What to produce:
Put the stretch of items from the start of the records through the line containing "494,373 -> 551,394" into a numbered list, leaving out blank lines and pictures.

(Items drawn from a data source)
- - -

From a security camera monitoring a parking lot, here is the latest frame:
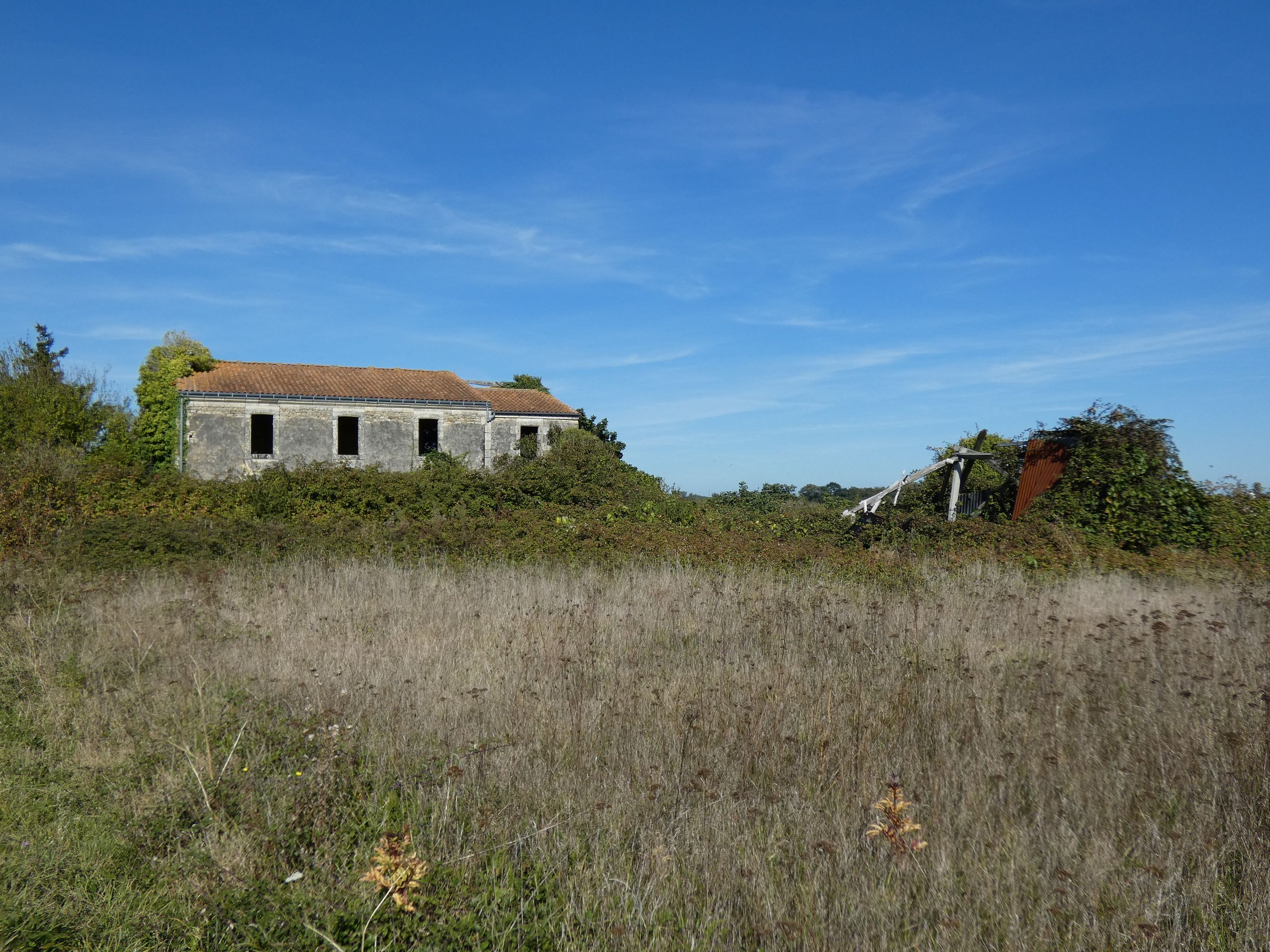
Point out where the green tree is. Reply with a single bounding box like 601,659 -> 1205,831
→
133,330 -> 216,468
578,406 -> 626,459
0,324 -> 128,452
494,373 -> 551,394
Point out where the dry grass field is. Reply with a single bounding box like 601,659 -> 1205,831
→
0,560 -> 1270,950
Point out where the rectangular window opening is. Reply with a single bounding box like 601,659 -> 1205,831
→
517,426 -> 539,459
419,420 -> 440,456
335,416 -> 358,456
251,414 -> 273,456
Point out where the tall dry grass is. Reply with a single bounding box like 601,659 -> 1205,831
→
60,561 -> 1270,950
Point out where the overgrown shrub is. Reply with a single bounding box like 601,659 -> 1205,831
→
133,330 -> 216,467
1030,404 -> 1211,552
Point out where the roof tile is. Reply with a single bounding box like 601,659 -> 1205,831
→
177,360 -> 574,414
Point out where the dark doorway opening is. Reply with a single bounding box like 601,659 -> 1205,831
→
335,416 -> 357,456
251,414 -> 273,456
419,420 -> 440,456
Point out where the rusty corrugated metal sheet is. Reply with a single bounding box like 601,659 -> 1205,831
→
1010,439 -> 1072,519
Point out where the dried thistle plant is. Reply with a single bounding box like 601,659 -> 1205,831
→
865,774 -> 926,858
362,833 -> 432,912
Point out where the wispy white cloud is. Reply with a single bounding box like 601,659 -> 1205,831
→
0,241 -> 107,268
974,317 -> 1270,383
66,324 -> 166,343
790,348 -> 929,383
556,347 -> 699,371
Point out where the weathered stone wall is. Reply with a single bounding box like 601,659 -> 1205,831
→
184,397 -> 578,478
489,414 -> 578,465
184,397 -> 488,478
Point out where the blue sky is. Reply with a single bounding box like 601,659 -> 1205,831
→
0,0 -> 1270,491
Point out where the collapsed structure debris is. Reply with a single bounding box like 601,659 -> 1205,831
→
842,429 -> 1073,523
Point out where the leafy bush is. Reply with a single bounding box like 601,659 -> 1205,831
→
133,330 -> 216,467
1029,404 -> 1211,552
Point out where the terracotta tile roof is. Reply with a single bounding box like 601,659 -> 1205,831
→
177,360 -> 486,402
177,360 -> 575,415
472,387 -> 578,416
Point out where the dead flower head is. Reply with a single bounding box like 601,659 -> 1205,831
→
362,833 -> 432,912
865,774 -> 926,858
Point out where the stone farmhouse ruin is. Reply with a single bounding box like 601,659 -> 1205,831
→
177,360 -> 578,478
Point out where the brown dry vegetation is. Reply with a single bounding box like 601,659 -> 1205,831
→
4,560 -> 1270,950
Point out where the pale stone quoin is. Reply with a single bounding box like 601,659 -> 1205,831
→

- - -

Correct response:
1. From a security camera monitoring a parking lot, here is the latest frame:
2. Point out where the green tree is. Reply with a single bounding box like 601,659 -> 1205,831
3. →
4. 133,330 -> 216,468
5. 578,406 -> 626,459
6. 0,324 -> 128,452
7. 494,373 -> 551,394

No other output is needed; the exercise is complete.